**What to produce:**
The data must be written out once more, precisely as given.

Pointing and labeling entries
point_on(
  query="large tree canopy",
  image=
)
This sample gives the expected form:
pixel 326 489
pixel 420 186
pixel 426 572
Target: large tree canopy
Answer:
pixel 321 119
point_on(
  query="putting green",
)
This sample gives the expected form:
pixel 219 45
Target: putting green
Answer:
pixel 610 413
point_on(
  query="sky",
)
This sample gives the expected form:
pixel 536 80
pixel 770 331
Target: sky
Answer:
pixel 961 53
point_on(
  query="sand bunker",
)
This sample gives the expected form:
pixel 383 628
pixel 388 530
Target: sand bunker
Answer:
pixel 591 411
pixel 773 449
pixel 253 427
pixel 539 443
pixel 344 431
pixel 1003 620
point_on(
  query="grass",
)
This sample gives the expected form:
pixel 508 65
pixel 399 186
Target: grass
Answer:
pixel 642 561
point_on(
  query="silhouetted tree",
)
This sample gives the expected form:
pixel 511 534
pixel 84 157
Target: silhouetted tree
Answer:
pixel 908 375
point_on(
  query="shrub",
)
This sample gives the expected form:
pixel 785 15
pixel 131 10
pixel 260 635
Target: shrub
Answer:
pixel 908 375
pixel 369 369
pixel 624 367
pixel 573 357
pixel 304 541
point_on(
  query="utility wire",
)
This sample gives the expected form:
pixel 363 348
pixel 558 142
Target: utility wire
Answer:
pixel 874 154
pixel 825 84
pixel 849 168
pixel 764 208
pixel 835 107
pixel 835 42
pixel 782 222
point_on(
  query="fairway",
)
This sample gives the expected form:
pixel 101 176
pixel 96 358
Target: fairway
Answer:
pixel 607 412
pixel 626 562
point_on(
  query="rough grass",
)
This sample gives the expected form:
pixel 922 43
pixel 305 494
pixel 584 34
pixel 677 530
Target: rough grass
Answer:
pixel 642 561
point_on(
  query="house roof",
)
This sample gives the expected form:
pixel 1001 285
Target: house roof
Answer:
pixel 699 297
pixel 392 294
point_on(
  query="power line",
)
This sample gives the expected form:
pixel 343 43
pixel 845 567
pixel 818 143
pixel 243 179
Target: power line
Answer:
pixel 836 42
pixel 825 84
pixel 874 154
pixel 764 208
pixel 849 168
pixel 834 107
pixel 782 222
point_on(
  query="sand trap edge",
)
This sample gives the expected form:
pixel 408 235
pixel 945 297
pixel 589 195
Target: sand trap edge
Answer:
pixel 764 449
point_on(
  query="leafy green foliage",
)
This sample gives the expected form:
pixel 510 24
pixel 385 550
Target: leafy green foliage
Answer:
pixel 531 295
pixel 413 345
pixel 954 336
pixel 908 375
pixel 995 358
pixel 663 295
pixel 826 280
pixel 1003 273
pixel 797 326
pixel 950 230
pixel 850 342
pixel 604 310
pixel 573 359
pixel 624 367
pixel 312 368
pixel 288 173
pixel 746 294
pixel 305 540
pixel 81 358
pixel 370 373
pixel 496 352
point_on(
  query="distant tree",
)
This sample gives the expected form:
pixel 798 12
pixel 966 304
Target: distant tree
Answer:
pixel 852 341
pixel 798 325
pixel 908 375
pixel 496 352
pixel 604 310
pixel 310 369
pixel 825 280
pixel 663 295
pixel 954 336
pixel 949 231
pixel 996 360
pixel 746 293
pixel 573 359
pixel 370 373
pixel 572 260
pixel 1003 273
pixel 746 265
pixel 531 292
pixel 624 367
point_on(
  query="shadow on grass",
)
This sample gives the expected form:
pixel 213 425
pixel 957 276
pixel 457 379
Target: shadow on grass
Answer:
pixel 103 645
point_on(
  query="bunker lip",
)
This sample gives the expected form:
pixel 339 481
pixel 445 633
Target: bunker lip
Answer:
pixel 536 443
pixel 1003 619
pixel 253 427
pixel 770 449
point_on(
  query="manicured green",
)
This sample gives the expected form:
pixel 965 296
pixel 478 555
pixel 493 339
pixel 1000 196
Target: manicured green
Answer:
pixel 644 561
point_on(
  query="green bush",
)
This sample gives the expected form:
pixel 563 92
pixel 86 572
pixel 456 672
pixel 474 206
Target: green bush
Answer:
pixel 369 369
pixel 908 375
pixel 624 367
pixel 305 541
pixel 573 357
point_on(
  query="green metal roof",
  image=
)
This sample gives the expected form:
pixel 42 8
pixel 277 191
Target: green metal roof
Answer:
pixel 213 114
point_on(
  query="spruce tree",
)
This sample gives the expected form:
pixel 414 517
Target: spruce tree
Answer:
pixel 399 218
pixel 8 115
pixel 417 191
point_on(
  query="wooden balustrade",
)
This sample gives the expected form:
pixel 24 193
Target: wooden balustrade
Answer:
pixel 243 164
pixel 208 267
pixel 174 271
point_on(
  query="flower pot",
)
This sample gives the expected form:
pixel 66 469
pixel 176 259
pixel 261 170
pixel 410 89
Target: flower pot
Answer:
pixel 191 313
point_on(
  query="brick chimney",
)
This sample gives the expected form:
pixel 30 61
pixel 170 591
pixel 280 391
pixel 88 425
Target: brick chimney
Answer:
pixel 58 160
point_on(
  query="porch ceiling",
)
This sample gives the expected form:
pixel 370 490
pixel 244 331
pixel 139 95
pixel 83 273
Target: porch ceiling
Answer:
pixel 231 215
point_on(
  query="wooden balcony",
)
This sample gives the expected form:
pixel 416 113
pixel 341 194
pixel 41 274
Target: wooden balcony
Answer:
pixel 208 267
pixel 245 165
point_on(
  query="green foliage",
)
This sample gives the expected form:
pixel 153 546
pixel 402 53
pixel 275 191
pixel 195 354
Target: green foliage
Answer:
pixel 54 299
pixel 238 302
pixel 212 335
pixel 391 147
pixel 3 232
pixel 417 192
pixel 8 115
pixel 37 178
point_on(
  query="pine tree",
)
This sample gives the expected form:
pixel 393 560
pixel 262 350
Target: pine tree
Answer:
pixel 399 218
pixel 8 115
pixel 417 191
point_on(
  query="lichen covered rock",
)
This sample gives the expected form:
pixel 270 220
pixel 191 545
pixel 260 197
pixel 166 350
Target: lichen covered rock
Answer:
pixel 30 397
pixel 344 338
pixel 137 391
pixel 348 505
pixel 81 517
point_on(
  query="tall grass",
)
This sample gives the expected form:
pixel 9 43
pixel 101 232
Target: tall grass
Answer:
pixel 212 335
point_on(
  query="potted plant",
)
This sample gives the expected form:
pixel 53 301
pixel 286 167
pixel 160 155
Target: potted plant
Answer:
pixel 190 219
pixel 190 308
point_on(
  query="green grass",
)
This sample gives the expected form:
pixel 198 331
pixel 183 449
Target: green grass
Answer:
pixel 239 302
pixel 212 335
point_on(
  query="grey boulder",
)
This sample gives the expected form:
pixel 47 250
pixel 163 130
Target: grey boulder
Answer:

**Final answer:**
point_on(
  query="large tree canopy",
  image=
)
This sample gives the expected form:
pixel 326 489
pixel 420 186
pixel 426 572
Target: large tree canopy
Answer:
pixel 321 119
point_on(
  query="putting green",
)
This sample gives the expected form:
pixel 219 45
Target: putting green
Answer:
pixel 610 413
point_on(
  query="sky",
)
This sample gives the expected form:
pixel 536 80
pixel 770 331
Target: sky
Answer:
pixel 961 53
point_on(
  query="sand bunker",
)
This sample gives the expected form:
pixel 383 628
pixel 388 530
Target: sand bunker
Answer:
pixel 591 411
pixel 773 449
pixel 253 427
pixel 539 443
pixel 344 431
pixel 1003 620
point_on(
  query="grass",
)
This sample gives the expected form:
pixel 508 65
pixel 399 186
Target: grass
Answer:
pixel 642 561
point_on(
  query="silhouetted tree",
)
This sample gives the expected form:
pixel 511 534
pixel 84 157
Target: silhouetted tree
Answer:
pixel 908 375
point_on(
  query="shrub",
)
This sample gives the expected form:
pixel 785 15
pixel 131 10
pixel 260 635
Target: shrub
Answer:
pixel 908 375
pixel 369 369
pixel 624 367
pixel 573 357
pixel 304 541
point_on(
  query="utility wire",
)
This sample gives the expected form:
pixel 363 348
pixel 558 142
Target: utility wire
Answer:
pixel 874 154
pixel 825 84
pixel 849 168
pixel 764 208
pixel 835 107
pixel 835 42
pixel 782 222
point_on(
  query="fairway",
)
This sample gives the expected form:
pixel 101 176
pixel 96 358
Target: fairway
Answer:
pixel 607 412
pixel 626 562
point_on(
  query="rough grass",
)
This sample gives the expected form:
pixel 922 43
pixel 305 494
pixel 584 34
pixel 677 530
Target: rough grass
Answer:
pixel 642 561
point_on(
  query="house roof",
)
This sample gives the expected form:
pixel 1001 285
Target: house roof
Answer:
pixel 699 297
pixel 392 294
point_on(
  query="power line",
)
This sample gives the expected form:
pixel 343 43
pixel 845 567
pixel 818 143
pixel 243 179
Target: power line
Answer:
pixel 836 42
pixel 825 84
pixel 874 154
pixel 764 208
pixel 849 168
pixel 834 107
pixel 782 222
point_on(
  query="sand trap edge",
)
This sample gives the expected form:
pixel 408 235
pixel 945 297
pixel 589 195
Target: sand trap edge
Answer:
pixel 764 449
point_on(
  query="leafy green foliage",
)
This sample gives the expected form:
pixel 510 24
pixel 385 550
Target: leafy green foliage
Answer:
pixel 531 295
pixel 413 345
pixel 954 336
pixel 908 375
pixel 995 358
pixel 663 295
pixel 826 280
pixel 1003 273
pixel 797 326
pixel 950 230
pixel 850 342
pixel 604 310
pixel 573 359
pixel 624 367
pixel 312 368
pixel 288 173
pixel 746 294
pixel 305 540
pixel 81 358
pixel 370 373
pixel 496 352
point_on(
  query="distant tree",
)
This sample gives the expected form:
pixel 798 12
pixel 966 304
Target: distant tree
Answer:
pixel 852 341
pixel 798 325
pixel 908 375
pixel 496 352
pixel 604 310
pixel 310 369
pixel 825 280
pixel 663 295
pixel 954 336
pixel 949 231
pixel 996 360
pixel 746 293
pixel 573 359
pixel 370 373
pixel 572 260
pixel 1003 273
pixel 746 265
pixel 531 292
pixel 624 367
point_on(
  query="shadow on grass",
)
This sample gives the expected form:
pixel 213 425
pixel 957 276
pixel 457 379
Target: shadow on grass
Answer:
pixel 103 645
point_on(
  query="bunker lip",
)
This sample gives the expected form:
pixel 339 481
pixel 445 633
Target: bunker lip
Answer:
pixel 536 443
pixel 1003 619
pixel 253 427
pixel 770 449
point_on(
  query="manicured green",
)
This sample gives the expected form:
pixel 965 296
pixel 478 555
pixel 493 339
pixel 1000 196
Target: manicured green
Answer:
pixel 644 561
point_on(
  query="green bush",
)
This sample gives the expected form:
pixel 563 92
pixel 86 572
pixel 456 672
pixel 474 206
Target: green bush
Answer:
pixel 369 369
pixel 908 375
pixel 624 367
pixel 305 541
pixel 573 357
point_on(
  query="green metal roof",
  image=
)
This sample gives the expected form:
pixel 42 8
pixel 277 191
Target: green metal roof
Answer:
pixel 213 114
point_on(
  query="spruce tree",
)
This sample gives the expected form:
pixel 414 517
Target: spruce tree
Answer:
pixel 399 218
pixel 8 115
pixel 417 191
point_on(
  query="wooden balustrade",
)
This sample gives the expected form:
pixel 24 193
Target: wooden balustrade
Answer:
pixel 243 164
pixel 208 267
pixel 174 271
point_on(
  query="flower pot",
)
This sample gives the expected form:
pixel 66 469
pixel 176 259
pixel 261 170
pixel 410 89
Target: flower pot
Answer:
pixel 191 313
point_on(
  query="brick chimney",
)
This sample gives the expected form:
pixel 30 61
pixel 170 591
pixel 280 391
pixel 88 425
Target: brick chimney
Answer:
pixel 58 160
point_on(
  query="porch ceiling",
)
This sample gives the expected form:
pixel 370 490
pixel 244 331
pixel 139 95
pixel 83 273
Target: porch ceiling
Answer:
pixel 231 215
point_on(
  query="wooden balcony",
)
This sample gives the expected form:
pixel 416 113
pixel 341 194
pixel 41 274
Target: wooden balcony
Answer:
pixel 208 267
pixel 245 165
point_on(
  query="green foliage",
)
This sample gives the expected form:
pixel 153 546
pixel 402 53
pixel 275 191
pixel 195 354
Target: green foliage
Answer:
pixel 54 299
pixel 238 302
pixel 212 335
pixel 391 147
pixel 3 232
pixel 417 192
pixel 8 115
pixel 37 178
point_on(
  query="pine tree",
)
This sample gives the expected form:
pixel 393 560
pixel 262 350
Target: pine tree
Answer:
pixel 399 218
pixel 8 115
pixel 417 191
point_on(
  query="lichen covered rock",
)
This sample gives the expected form:
pixel 270 220
pixel 191 545
pixel 260 197
pixel 166 350
Target: lichen covered rock
Answer:
pixel 30 397
pixel 344 338
pixel 137 391
pixel 348 505
pixel 81 517
point_on(
  query="tall grass",
)
This sample gives the expected form:
pixel 9 43
pixel 101 232
Target: tall grass
Answer:
pixel 212 335
point_on(
  query="potted plant",
)
This sample gives the expected form:
pixel 53 301
pixel 286 167
pixel 160 155
Target: potted plant
Answer:
pixel 190 219
pixel 190 308
point_on(
  query="green grass",
)
This sample gives the expected form:
pixel 198 331
pixel 183 449
Target: green grass
Answer:
pixel 239 302
pixel 212 335
point_on(
  query="grey boulder",
)
This sample gives the expected form:
pixel 47 250
pixel 163 130
Target: grey boulder
Answer:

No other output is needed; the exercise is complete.